▸ **PROMPT**
Reproduce these lines exactly as they stand, beginning with the line that contains "One marker serves each instance of the thumb." and continuing through the end of the records.

▸ **DATA PROVIDED**
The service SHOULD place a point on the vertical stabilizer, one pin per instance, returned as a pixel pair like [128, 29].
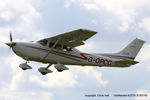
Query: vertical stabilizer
[132, 49]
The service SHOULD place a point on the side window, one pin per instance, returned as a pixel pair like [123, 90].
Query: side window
[43, 42]
[51, 44]
[66, 48]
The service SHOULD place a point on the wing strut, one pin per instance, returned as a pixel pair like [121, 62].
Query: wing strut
[51, 48]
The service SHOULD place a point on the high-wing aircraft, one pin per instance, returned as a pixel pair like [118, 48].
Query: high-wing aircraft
[60, 50]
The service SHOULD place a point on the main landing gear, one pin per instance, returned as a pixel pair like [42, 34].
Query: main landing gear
[45, 70]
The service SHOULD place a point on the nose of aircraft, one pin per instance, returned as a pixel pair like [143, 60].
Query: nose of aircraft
[9, 44]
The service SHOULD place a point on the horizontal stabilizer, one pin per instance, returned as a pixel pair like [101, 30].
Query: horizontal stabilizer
[125, 63]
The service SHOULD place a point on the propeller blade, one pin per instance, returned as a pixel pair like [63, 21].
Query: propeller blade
[10, 37]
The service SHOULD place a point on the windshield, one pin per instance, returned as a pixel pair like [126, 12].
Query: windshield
[43, 42]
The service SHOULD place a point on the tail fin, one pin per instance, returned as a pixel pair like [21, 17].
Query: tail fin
[132, 49]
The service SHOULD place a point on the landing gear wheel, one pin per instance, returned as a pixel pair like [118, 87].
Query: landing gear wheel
[59, 70]
[44, 70]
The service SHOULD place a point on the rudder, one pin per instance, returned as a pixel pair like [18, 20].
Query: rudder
[132, 49]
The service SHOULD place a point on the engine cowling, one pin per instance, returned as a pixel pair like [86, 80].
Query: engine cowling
[60, 67]
[24, 66]
[44, 70]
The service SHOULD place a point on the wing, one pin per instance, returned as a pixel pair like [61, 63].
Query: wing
[71, 39]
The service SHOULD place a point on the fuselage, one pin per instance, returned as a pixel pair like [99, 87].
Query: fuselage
[34, 51]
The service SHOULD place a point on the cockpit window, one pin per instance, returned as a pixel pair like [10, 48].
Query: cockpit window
[43, 42]
[51, 44]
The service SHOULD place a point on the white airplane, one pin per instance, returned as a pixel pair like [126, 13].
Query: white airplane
[60, 50]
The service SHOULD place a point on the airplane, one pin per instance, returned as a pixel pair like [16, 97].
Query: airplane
[60, 50]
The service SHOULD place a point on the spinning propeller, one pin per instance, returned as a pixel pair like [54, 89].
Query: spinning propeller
[10, 44]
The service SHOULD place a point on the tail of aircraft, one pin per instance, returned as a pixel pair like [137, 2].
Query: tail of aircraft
[132, 49]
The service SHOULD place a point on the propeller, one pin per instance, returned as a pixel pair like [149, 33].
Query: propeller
[10, 37]
[10, 44]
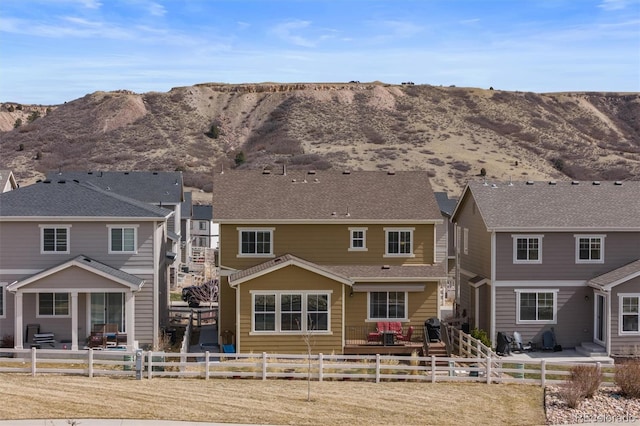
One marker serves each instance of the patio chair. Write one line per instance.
(517, 345)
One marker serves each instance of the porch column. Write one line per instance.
(18, 337)
(74, 321)
(129, 318)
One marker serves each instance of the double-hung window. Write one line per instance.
(53, 304)
(387, 305)
(629, 313)
(255, 242)
(281, 311)
(357, 239)
(54, 238)
(589, 248)
(122, 239)
(536, 306)
(527, 248)
(399, 242)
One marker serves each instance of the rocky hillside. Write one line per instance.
(455, 133)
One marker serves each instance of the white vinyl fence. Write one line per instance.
(206, 365)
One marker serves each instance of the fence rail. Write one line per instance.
(206, 365)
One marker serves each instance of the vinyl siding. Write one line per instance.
(294, 279)
(623, 344)
(328, 244)
(574, 316)
(558, 256)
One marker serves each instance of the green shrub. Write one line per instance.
(587, 378)
(626, 378)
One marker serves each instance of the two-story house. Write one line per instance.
(319, 253)
(73, 255)
(533, 256)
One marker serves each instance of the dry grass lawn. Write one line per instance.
(269, 402)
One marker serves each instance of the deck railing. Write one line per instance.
(206, 365)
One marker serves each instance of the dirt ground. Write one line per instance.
(269, 402)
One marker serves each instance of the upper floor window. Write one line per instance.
(589, 248)
(357, 239)
(388, 305)
(399, 241)
(629, 313)
(527, 248)
(122, 239)
(55, 238)
(290, 312)
(53, 304)
(2, 300)
(536, 306)
(256, 242)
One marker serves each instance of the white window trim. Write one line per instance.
(135, 238)
(3, 291)
(38, 315)
(465, 243)
(241, 230)
(601, 237)
(54, 226)
(626, 333)
(406, 307)
(278, 313)
(386, 242)
(516, 237)
(537, 290)
(364, 239)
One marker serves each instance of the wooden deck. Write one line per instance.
(360, 347)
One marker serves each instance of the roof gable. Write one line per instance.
(561, 206)
(324, 196)
(157, 188)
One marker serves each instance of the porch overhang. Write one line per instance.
(128, 281)
(606, 282)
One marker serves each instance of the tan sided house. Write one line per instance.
(328, 255)
(564, 256)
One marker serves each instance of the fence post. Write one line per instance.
(90, 362)
(264, 366)
(206, 365)
(33, 361)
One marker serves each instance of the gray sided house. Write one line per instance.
(535, 256)
(73, 255)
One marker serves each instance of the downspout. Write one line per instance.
(493, 287)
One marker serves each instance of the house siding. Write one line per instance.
(623, 344)
(558, 256)
(574, 315)
(290, 278)
(328, 244)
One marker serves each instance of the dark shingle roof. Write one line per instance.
(151, 187)
(72, 199)
(202, 212)
(558, 205)
(325, 196)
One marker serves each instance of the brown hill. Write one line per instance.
(456, 133)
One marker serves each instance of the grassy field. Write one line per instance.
(269, 402)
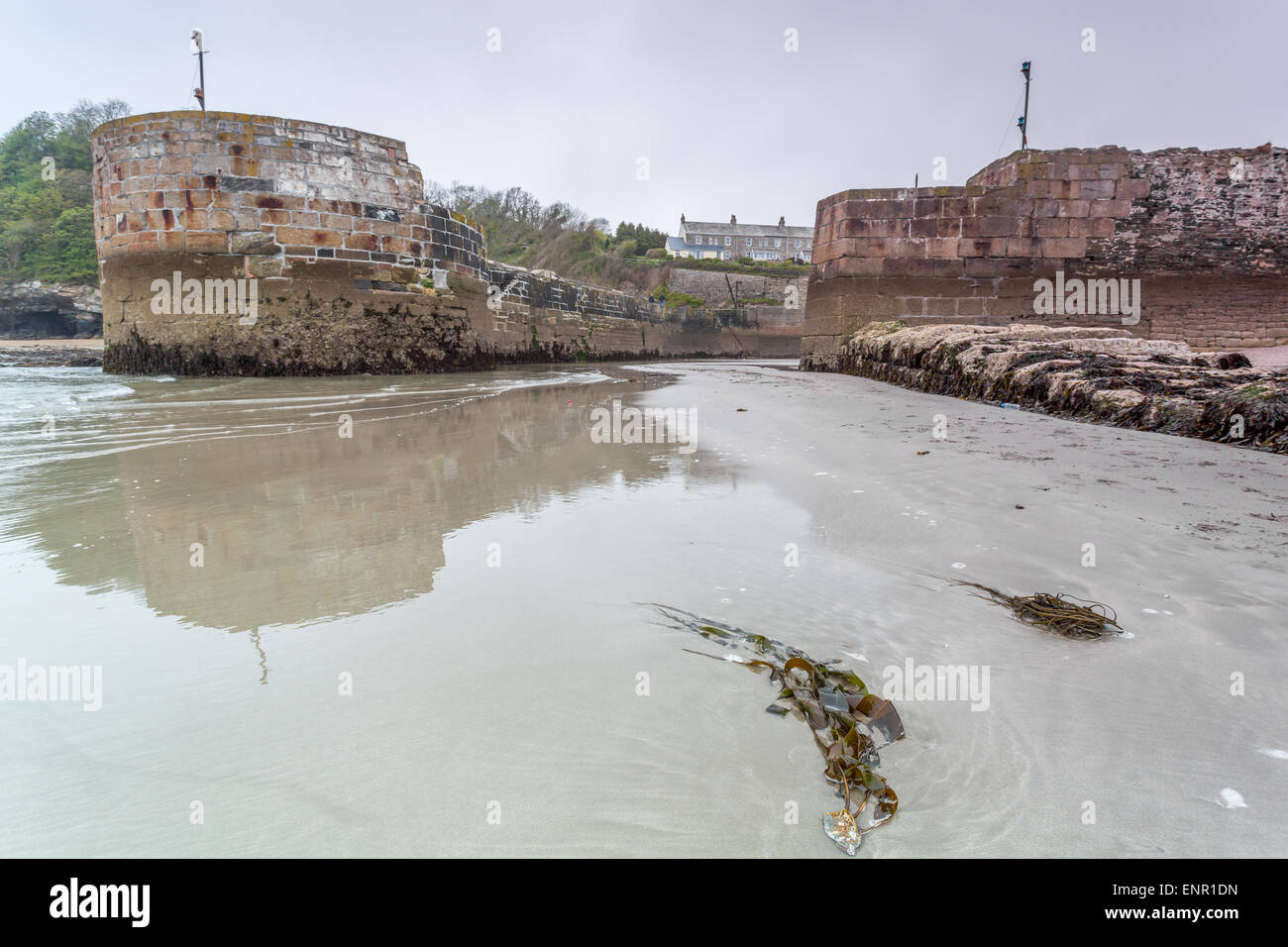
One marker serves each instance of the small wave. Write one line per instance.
(104, 392)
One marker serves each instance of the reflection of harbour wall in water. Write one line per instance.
(359, 522)
(333, 226)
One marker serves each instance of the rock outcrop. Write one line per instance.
(37, 311)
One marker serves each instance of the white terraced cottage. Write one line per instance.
(730, 241)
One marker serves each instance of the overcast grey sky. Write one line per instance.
(729, 120)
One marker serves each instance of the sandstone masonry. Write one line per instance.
(1206, 232)
(355, 272)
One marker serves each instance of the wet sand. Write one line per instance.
(476, 566)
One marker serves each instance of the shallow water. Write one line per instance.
(475, 569)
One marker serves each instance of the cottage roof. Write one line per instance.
(728, 230)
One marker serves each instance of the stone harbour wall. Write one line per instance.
(1206, 232)
(325, 234)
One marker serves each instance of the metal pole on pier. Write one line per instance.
(196, 47)
(1024, 120)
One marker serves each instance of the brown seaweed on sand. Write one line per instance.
(849, 722)
(1061, 613)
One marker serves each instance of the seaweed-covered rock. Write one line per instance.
(1103, 375)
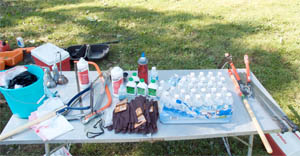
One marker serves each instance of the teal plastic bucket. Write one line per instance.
(23, 101)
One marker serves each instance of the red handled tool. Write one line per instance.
(252, 115)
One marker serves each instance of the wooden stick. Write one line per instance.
(29, 124)
(252, 116)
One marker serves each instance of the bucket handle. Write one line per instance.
(41, 99)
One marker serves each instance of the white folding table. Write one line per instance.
(240, 125)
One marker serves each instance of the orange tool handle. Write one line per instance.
(246, 60)
(236, 84)
(252, 115)
(106, 90)
(235, 72)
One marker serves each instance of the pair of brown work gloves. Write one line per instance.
(139, 116)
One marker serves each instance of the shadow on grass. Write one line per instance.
(172, 40)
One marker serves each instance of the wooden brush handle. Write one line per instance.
(258, 128)
(29, 124)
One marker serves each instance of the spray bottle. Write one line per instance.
(83, 73)
(143, 68)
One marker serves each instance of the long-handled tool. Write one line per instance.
(252, 115)
(249, 89)
(95, 113)
(274, 106)
(47, 116)
(65, 108)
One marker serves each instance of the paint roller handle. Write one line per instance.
(281, 125)
(257, 126)
(291, 124)
(235, 72)
(246, 60)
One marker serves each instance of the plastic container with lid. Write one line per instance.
(143, 67)
(135, 77)
(46, 56)
(83, 73)
(142, 88)
(154, 74)
(152, 89)
(131, 87)
(117, 79)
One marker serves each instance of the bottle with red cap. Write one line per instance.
(143, 68)
(4, 46)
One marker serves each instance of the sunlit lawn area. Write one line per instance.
(175, 34)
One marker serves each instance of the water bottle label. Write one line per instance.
(116, 86)
(130, 90)
(141, 91)
(84, 77)
(151, 92)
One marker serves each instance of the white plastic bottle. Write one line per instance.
(152, 89)
(142, 88)
(117, 80)
(83, 73)
(154, 74)
(131, 87)
(136, 79)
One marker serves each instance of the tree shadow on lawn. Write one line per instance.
(172, 40)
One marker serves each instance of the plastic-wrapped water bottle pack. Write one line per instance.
(203, 96)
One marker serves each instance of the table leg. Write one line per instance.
(226, 144)
(47, 149)
(250, 146)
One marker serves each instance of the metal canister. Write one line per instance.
(20, 42)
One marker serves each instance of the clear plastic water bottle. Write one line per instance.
(159, 92)
(222, 78)
(213, 91)
(191, 85)
(164, 99)
(122, 92)
(220, 84)
(219, 100)
(154, 74)
(229, 98)
(203, 91)
(201, 74)
(224, 91)
(182, 93)
(208, 102)
(187, 100)
(194, 80)
(136, 79)
(210, 84)
(152, 89)
(203, 79)
(131, 89)
(143, 67)
(193, 92)
(183, 80)
(142, 88)
(162, 84)
(198, 102)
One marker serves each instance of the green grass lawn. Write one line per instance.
(175, 34)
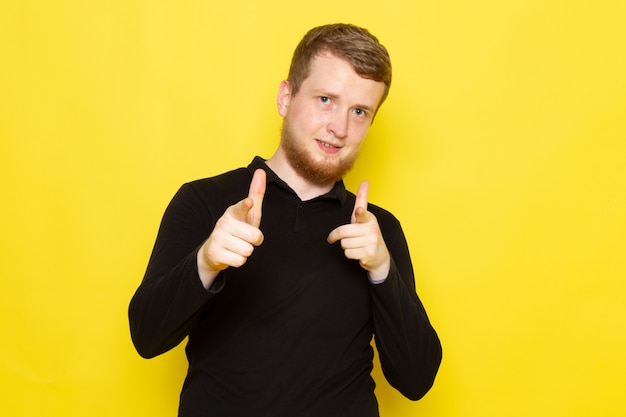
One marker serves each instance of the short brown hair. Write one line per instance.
(356, 45)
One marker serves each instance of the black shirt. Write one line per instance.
(288, 333)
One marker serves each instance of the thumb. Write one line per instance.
(360, 204)
(240, 211)
(256, 194)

▸ **THE REPLY**
One marker serves each instance of the thumb. Write one line per instance.
(360, 204)
(240, 211)
(256, 194)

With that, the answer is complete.